Display every line of the items below that contains the word "notebook", reproducing each line in full.
++++ DATA EXTRACT ++++
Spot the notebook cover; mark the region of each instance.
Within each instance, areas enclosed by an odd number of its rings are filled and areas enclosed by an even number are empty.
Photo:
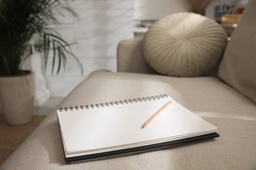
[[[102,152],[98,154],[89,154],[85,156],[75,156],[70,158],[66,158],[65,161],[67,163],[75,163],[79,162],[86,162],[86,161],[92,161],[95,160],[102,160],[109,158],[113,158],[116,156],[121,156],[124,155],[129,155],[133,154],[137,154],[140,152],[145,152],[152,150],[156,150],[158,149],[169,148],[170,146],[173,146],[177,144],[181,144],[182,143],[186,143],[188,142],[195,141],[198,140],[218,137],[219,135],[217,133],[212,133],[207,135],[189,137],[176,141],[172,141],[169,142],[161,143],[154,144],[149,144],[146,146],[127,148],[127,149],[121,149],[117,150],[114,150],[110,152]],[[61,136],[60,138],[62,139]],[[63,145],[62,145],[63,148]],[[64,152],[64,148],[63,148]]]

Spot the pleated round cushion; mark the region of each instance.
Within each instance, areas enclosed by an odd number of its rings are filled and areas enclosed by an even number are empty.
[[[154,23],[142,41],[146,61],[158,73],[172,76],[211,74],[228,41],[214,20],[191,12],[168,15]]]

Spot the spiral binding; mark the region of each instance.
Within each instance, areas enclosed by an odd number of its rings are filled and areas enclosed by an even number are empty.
++++
++++ DATA EXTRACT ++++
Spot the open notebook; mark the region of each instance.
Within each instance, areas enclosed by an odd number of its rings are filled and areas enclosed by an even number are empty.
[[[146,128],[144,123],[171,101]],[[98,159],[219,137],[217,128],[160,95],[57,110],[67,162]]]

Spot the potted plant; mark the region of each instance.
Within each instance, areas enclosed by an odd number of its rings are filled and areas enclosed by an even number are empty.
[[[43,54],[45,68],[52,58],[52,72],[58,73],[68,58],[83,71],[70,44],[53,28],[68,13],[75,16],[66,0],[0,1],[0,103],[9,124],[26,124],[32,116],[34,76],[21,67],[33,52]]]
++++
++++ DATA EXTRACT ++++
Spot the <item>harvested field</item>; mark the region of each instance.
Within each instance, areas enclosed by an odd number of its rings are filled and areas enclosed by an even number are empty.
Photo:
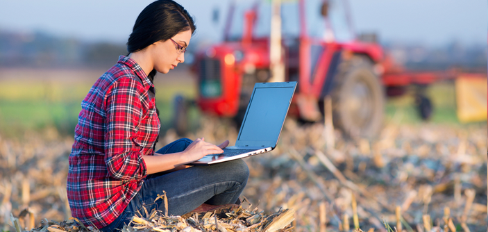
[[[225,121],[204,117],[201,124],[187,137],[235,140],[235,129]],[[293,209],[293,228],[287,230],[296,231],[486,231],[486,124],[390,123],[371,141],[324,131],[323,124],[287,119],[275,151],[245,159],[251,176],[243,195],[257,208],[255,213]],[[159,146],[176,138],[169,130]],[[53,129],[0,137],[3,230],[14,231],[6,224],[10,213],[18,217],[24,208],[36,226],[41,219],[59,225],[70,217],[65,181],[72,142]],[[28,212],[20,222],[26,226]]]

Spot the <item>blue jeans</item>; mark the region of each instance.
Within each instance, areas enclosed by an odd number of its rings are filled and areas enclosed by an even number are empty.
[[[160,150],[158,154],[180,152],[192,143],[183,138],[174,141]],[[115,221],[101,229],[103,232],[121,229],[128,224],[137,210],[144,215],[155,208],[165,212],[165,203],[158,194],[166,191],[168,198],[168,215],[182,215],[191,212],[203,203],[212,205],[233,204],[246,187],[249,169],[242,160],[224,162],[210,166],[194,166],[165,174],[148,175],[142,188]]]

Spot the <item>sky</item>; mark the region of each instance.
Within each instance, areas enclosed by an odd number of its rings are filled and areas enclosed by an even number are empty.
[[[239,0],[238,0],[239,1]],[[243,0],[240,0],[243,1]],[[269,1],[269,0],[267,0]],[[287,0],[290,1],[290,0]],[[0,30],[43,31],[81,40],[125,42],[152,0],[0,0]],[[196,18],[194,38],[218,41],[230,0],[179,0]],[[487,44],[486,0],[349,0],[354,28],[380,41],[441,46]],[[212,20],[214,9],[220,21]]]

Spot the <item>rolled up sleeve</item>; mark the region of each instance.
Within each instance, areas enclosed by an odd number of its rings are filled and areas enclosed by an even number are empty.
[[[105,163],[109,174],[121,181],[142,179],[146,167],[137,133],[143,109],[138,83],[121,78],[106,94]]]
++++
#### EXERCISE SOLUTION:
Spot the notebook cover; mark the region of each instance.
Spot the open notebook; mark the region of each instance.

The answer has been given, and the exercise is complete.